**EXERCISE:**
Reproduce the records below word for word.
>>
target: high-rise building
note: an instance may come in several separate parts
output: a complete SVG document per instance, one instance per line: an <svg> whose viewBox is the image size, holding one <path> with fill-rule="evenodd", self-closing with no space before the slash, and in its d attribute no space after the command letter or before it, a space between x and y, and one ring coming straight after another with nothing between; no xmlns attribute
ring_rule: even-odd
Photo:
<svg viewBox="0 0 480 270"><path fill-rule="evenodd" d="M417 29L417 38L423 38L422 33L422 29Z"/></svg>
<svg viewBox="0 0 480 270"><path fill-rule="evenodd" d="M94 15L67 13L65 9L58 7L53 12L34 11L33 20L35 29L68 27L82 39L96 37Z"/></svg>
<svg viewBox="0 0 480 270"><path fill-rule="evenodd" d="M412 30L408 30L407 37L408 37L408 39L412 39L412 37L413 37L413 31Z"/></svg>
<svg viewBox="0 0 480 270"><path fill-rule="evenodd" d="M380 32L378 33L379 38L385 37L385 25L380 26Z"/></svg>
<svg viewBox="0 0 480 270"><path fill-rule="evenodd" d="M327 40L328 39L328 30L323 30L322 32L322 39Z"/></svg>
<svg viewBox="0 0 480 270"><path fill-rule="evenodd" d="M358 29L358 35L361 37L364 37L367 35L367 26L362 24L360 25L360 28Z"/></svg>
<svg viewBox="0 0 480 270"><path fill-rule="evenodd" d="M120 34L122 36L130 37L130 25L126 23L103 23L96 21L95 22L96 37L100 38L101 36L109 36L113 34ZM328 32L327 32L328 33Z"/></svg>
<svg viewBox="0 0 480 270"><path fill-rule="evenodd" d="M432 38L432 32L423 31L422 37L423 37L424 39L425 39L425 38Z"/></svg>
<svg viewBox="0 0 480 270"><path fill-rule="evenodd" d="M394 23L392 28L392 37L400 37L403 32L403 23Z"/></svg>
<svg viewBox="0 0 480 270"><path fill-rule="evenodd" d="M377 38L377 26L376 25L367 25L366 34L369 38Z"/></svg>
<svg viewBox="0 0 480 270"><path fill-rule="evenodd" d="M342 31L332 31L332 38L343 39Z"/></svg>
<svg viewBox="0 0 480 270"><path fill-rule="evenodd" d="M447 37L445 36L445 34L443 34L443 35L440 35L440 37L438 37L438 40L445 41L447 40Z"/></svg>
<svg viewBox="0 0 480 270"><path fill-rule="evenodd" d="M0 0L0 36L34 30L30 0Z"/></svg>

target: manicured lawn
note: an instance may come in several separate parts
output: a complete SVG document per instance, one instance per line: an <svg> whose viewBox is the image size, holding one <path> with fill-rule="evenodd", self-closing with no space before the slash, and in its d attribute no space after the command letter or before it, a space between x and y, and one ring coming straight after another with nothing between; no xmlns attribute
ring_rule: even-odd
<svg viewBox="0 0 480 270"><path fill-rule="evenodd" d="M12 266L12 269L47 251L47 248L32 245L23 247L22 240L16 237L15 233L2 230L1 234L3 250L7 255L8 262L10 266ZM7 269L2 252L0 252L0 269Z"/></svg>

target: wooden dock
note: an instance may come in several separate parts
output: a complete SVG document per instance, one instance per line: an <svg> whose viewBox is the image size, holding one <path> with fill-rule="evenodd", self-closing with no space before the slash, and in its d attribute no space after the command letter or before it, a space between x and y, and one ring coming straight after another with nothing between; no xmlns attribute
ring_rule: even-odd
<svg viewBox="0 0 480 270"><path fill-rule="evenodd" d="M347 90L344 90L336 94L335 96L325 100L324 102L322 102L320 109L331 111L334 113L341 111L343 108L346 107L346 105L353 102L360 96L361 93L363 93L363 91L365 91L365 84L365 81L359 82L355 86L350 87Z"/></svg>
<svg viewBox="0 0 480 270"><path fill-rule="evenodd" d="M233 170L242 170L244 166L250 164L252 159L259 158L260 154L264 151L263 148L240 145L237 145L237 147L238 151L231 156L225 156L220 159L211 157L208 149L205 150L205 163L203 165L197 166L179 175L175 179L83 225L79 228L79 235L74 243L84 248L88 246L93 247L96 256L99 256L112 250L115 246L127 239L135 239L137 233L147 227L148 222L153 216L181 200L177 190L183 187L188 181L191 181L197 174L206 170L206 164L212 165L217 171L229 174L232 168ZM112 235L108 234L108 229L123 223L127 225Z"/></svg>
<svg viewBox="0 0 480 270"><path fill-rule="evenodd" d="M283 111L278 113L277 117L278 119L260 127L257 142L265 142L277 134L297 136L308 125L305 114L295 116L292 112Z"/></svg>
<<
**RESPONSE TO THE EXERCISE:**
target: high-rise building
note: an instance may come in several separate parts
output: a complete SVG document per instance, one instance per line: an <svg> whose viewBox is the image size, holding one <path> with fill-rule="evenodd", self-closing with no space before the slash, and in its d attribute no space after the command letter or before it, a space between x and y, and one ring coming straight after another with nothing between; no xmlns attribute
ring_rule: even-odd
Photo:
<svg viewBox="0 0 480 270"><path fill-rule="evenodd" d="M417 29L417 38L423 38L422 33L422 29Z"/></svg>
<svg viewBox="0 0 480 270"><path fill-rule="evenodd" d="M94 15L67 13L65 9L58 7L53 12L34 11L33 20L35 29L68 27L82 39L96 37Z"/></svg>
<svg viewBox="0 0 480 270"><path fill-rule="evenodd" d="M412 30L408 30L407 37L408 37L408 39L412 39L412 37L413 37L413 31Z"/></svg>
<svg viewBox="0 0 480 270"><path fill-rule="evenodd" d="M380 32L378 33L379 38L385 37L385 25L380 26Z"/></svg>
<svg viewBox="0 0 480 270"><path fill-rule="evenodd" d="M327 40L328 39L328 30L323 30L322 32L322 39Z"/></svg>
<svg viewBox="0 0 480 270"><path fill-rule="evenodd" d="M358 29L358 35L361 37L364 37L367 35L367 26L362 24L360 25L360 28Z"/></svg>
<svg viewBox="0 0 480 270"><path fill-rule="evenodd" d="M120 34L122 36L130 37L130 25L126 23L103 23L96 21L95 22L96 37L100 38L101 36L109 36L113 34ZM328 32L327 32L328 33Z"/></svg>
<svg viewBox="0 0 480 270"><path fill-rule="evenodd" d="M432 38L432 32L423 31L422 37L423 37L424 39L425 39L425 38Z"/></svg>
<svg viewBox="0 0 480 270"><path fill-rule="evenodd" d="M394 23L392 28L392 37L400 37L403 32L403 23Z"/></svg>
<svg viewBox="0 0 480 270"><path fill-rule="evenodd" d="M377 38L377 26L376 25L367 25L366 34L369 38Z"/></svg>
<svg viewBox="0 0 480 270"><path fill-rule="evenodd" d="M342 31L332 31L332 38L343 39Z"/></svg>
<svg viewBox="0 0 480 270"><path fill-rule="evenodd" d="M447 37L445 36L445 34L443 34L443 35L440 35L440 37L438 37L438 40L445 41L447 40Z"/></svg>
<svg viewBox="0 0 480 270"><path fill-rule="evenodd" d="M0 0L0 36L34 30L30 0Z"/></svg>

target: manicured lawn
note: an instance may come in several separate parts
output: a complete SVG document per instance, one instance per line: an <svg> whose viewBox is the image size, holding one <path> with fill-rule="evenodd", self-closing with no space before the slash, and in its d attribute no space after the command letter or before it, a space between x and y, and one ring coming straight after another with nothing between; no xmlns attribute
ring_rule: even-odd
<svg viewBox="0 0 480 270"><path fill-rule="evenodd" d="M12 266L12 269L47 251L47 248L32 245L23 247L22 240L16 237L15 233L2 230L1 234L3 250L7 255L8 262L10 266ZM7 269L2 252L0 252L0 269Z"/></svg>

target: wooden dock
note: an instance may come in several separate parts
output: a complete SVG document per instance, one instance per line: an <svg> whose viewBox is the image size, holding one <path> with fill-rule="evenodd", self-closing with no space before the slash, and in its d attribute no space after the command letter or before it, a space between x and y, and one ring coming straight after another with nothing between; no xmlns attribute
ring_rule: even-odd
<svg viewBox="0 0 480 270"><path fill-rule="evenodd" d="M347 90L344 90L336 94L335 96L325 100L324 102L322 102L320 109L331 111L334 113L341 111L343 108L346 107L346 105L353 102L360 96L361 93L363 93L363 91L365 91L365 84L365 81L359 82L355 86L350 87Z"/></svg>
<svg viewBox="0 0 480 270"><path fill-rule="evenodd" d="M233 170L242 170L244 166L250 164L252 159L259 158L260 154L264 151L263 148L240 145L237 145L237 147L238 151L231 156L225 156L220 159L211 157L208 149L205 150L205 163L203 165L197 166L179 175L175 179L83 225L79 228L79 235L74 243L84 248L88 246L93 247L96 256L99 256L112 250L115 246L127 239L135 239L137 233L147 227L148 222L153 216L181 200L177 190L183 187L188 181L191 181L197 174L206 170L206 164L212 165L217 171L229 174L232 168ZM112 235L108 234L108 229L123 223L127 225Z"/></svg>
<svg viewBox="0 0 480 270"><path fill-rule="evenodd" d="M283 111L278 113L277 117L278 119L260 127L257 142L265 142L277 134L297 136L308 125L305 114L295 116L292 112Z"/></svg>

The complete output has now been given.